Document segment -

But ahead of Sunday’s vote, polls show a last-minute surge away from Juppe and in favor of another former prime minister, Francois Fillon, who is now running a tight race with Sarkozy for second place.

“Juppe is too old,” said 19-year-old student Victor Lebrun, who is nonetheless uncertain who he will vote for. “I think we need someone who is young, who really understands how people are thinking.”

The two rounds of conservative voting will prove an early test of how voter sentiments pan out in the ballot box. The ruling Socialists hold their own elections in December, marking the first time both parties hold presidential primaries.

Still uncertain is whether the incumbent and deeply unpopular leader, Francois Hollande, will run for re-election, but many experts have written off his chances of winning.

Complicating matters, French voters are allowed to cast their ballots for either — or both — primaries, regardless of their party affiliation.

Entrepreneur Christophe de Courson plans to vote for Fillon in the primaries, but he is eyeing a very different candidate when it comes to next April’s presidential poll.

“I think he’ll cause waves,” he said of Macron, who quit his job as economy minister earlier this year to launch his own political movement called “En Marche!” (“Forward!”). Macron is not running in either of the primaries, trying to sell himself to both the French right and left. He still faces the task of collecting the 500 signatures from elected officials necessary to get on the ballot.

[Object position labeling data]

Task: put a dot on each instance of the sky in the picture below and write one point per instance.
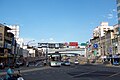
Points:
(57, 20)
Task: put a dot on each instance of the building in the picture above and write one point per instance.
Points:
(118, 27)
(15, 30)
(7, 45)
(99, 31)
(102, 38)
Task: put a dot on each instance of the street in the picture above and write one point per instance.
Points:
(74, 72)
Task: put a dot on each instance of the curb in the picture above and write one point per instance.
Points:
(27, 70)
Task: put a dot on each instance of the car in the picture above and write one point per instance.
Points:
(76, 62)
(66, 63)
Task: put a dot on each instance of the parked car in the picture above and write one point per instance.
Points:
(76, 62)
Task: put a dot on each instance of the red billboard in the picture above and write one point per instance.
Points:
(73, 43)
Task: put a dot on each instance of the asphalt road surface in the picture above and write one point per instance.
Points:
(74, 72)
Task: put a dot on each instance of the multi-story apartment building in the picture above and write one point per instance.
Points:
(99, 31)
(118, 27)
(7, 45)
(102, 37)
(15, 30)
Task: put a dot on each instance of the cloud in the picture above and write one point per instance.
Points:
(110, 16)
(114, 10)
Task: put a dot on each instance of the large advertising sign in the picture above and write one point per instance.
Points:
(73, 43)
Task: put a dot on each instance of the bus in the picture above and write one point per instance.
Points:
(55, 59)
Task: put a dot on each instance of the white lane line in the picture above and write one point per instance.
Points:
(84, 73)
(113, 75)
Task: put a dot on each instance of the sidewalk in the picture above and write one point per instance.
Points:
(25, 69)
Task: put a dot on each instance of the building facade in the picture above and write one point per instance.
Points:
(7, 45)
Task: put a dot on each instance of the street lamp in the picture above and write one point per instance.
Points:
(29, 42)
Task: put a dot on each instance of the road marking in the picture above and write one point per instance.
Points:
(84, 73)
(113, 75)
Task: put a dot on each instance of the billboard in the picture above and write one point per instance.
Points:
(73, 43)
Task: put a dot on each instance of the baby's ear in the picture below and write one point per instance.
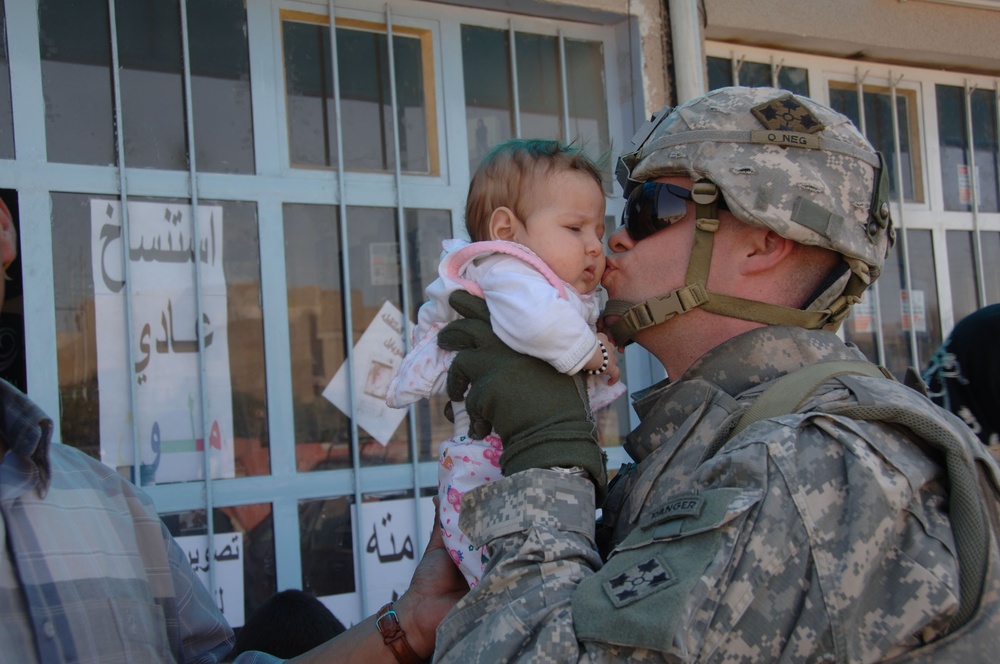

To do -
**1)** In the French primaries article, how many signatures from elected officials does Macron need to get on the ballot?
**2)** Could you write what comes next in the article on the French presidential primaries, picking up after its last sentence?

Results for the exercise -
**1)** He needs 500 signatures.

**2)**
“He really knows the issues, and he has a political plan,” de Courson added. “The fact you can’t label him is a plus.”

Another poster of Alain Juppe in Paris, France, Nov. 18, 2016. (L. Bryant/VOA)
Another poster of Alain Juppe in Paris, France, Nov. 18, 2016. (L. Bryant/VOA)

Far-right leader Le Pen is a more formidable challenge. The National Front head who has been coasting on populist sentiments for months, was among the first to congratulate Trump on his victory. Today, she sees it as a harbinger of her own.

A decade ago, her father, Jean-Marie Le Pen, made it to the second-round presidential runoff. He was soundly beaten, in what many considered a referendum against extremism.

Until the U.S. vote, few believed the younger Le Pen could win either. Now, some believe 2017 could be different. Trump, they say, has made once-taboo discourse and positions more acceptable.

“People could vote for Marine Le Pen in the second round, saying, why not after all?” said analyst Branaa. “I don’t think she’s going to win. But she’s going to come pretty close.” (VOA)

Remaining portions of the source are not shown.